[Study text]

Dvir is a yeshiva student; Morag, a father of four. Gamliel is a carpenter who handled munitions in the Israeli army.

Noam Federman, 33, of Hebron, a leader of the outlawed, anti-Arab Kach party, was charged Monday in connection with the plot, which involved extensive scouting to pick a spot that would cause maximum damage, authorities said.

"I think the government should put bombs in [Palestinian] hospitals, but unfortunately the government doesn't do it, so it's up to the people to do those things," the Jerusalem Post has quoted him as saying.

Yosef Ben Baruch, 22, described as a shepherd from the Hebron area, is alleged to have helped prepare the bomb. He is scheduled to be charged today. Israeli internal security chief Avi Dichter has reportedly warned of the potential danger of a Jewish underground movement similar to the one that operated in the mid-1980s before its members were jailed on charges of conspiracy to bomb buses used by Arabs and blow up the Dome of the Rock, an Islamic holy site.

What these Jewish militants have in common with the Muslim fundamentalists is a sense that the world is against them, "so they don't subscribe to conventional morality," says Yossi Klein Halevi, a onetime follower of Rabbi Meir Kahane, founder of the radical Jewish Defense League.

"It's rage disguised as faith driven by revenge," says Halevi, a well-known author, who recounts his falling out with Kahane in his book, Memoirs of a Jewish Extremist.

Daniel Winston, a marriage and family therapist born in the United States, has lived at Bat Ayin for two years.

[/Study text]

Requirement 1 –
In the news excerpt, what book does Yossi Klein Halevi write about his falling out with Kahane in?
Requirement 2 –
Using the news excerpt, explain why Halevi says these Jewish militants don't subscribe to conventional morality.

[Extracted material]

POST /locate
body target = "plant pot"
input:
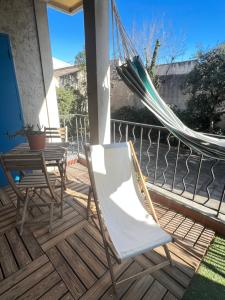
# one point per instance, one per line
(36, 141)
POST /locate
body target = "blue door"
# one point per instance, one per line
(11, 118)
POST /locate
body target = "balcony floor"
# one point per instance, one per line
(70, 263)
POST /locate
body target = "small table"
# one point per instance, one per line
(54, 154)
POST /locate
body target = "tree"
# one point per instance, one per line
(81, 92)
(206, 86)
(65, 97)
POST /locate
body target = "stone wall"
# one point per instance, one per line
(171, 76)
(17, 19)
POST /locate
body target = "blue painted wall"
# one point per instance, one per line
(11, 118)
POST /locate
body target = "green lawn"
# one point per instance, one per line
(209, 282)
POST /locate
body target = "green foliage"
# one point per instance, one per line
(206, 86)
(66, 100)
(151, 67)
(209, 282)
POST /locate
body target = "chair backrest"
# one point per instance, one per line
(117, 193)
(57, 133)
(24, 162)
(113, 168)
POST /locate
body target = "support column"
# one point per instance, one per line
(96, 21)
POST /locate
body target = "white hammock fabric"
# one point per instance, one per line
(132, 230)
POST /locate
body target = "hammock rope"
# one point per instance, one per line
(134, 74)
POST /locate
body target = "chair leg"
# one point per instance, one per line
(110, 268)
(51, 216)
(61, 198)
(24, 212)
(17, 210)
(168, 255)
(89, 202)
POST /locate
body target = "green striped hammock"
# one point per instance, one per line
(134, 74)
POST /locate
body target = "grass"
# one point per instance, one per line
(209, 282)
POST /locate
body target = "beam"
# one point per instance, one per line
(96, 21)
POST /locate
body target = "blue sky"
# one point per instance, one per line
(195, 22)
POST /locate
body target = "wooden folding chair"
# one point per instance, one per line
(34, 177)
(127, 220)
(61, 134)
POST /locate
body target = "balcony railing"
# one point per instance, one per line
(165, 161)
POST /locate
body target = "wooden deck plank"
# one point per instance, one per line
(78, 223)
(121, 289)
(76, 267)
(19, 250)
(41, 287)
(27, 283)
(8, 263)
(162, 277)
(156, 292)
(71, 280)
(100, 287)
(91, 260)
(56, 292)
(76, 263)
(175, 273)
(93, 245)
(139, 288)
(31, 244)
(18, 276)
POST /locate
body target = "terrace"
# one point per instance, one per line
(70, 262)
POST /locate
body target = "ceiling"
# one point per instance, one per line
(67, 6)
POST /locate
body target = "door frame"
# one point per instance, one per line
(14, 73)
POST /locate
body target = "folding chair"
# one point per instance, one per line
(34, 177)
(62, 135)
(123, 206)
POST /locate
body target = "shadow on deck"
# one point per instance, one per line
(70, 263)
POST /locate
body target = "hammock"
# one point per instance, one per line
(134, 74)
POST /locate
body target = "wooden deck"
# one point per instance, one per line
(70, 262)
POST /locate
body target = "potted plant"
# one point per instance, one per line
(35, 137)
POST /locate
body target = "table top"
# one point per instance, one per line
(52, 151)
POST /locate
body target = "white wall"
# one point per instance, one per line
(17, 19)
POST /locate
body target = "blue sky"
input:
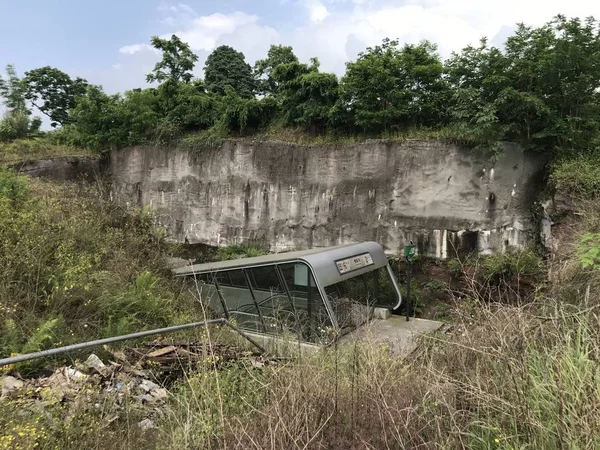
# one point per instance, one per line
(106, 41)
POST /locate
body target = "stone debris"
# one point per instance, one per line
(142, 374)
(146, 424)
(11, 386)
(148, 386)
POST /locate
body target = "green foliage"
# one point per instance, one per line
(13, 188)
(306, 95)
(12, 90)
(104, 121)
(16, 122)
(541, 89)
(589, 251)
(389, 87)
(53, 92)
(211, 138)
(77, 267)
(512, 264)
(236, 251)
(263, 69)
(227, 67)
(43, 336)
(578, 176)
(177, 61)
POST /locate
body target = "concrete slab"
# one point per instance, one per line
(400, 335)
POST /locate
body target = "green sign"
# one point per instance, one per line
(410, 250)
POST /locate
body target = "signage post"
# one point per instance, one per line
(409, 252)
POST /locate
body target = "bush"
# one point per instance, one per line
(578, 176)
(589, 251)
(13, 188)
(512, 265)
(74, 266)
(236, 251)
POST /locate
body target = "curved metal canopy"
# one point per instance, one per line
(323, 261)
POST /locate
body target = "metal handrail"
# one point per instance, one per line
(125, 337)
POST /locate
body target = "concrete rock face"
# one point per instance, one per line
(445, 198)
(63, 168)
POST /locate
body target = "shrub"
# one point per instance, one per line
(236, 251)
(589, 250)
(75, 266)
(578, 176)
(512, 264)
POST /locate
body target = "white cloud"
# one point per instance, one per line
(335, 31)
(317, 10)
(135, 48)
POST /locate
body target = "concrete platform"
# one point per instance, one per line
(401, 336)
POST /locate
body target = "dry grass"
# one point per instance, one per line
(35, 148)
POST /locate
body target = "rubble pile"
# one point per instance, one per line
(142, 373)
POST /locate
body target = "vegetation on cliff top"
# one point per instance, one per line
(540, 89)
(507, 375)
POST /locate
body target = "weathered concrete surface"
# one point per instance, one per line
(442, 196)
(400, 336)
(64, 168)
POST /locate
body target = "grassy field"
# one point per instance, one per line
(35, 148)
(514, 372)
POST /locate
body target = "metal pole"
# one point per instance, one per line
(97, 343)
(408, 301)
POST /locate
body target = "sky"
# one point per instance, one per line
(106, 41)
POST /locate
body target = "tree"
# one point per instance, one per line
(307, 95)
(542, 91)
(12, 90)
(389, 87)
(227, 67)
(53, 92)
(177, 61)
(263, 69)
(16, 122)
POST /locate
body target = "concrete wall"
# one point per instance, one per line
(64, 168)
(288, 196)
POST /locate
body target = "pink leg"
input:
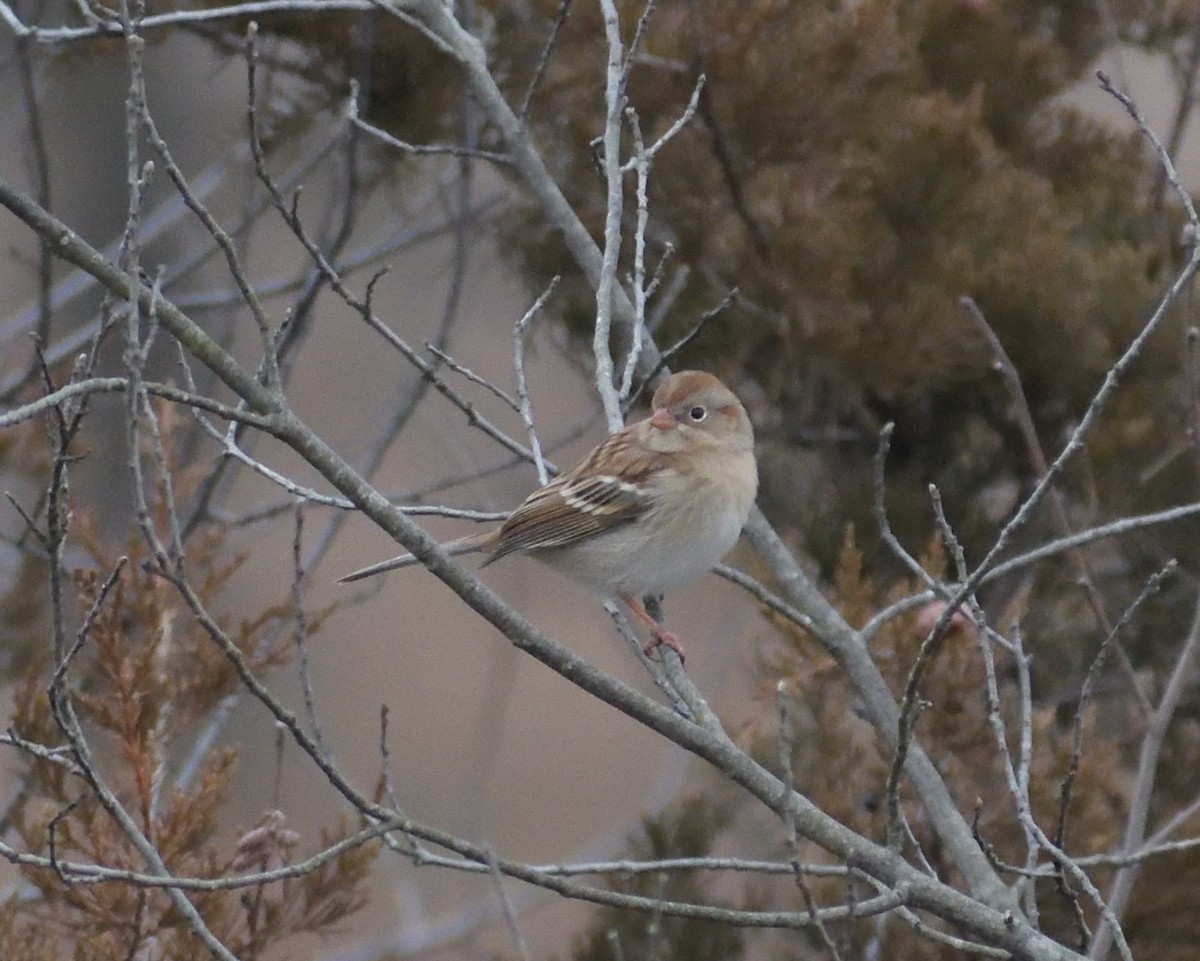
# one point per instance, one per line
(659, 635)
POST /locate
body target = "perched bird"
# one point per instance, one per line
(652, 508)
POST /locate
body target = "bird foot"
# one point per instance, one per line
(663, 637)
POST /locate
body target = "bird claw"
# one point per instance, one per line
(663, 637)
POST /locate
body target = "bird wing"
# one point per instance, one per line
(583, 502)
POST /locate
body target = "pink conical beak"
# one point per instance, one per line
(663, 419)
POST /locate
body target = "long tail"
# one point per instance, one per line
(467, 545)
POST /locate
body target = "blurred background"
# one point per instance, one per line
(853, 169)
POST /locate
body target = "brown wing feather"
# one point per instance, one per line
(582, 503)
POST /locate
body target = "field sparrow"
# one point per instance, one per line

[/Extracted material]

Problem solution 1 –
*Memoirs of a Jewish Extremist*

Problem solution 2 –
Halevi says that, like the Muslim fundamentalists, these militants feel that the world is against them. Because of that feeling, they don't follow conventional morality.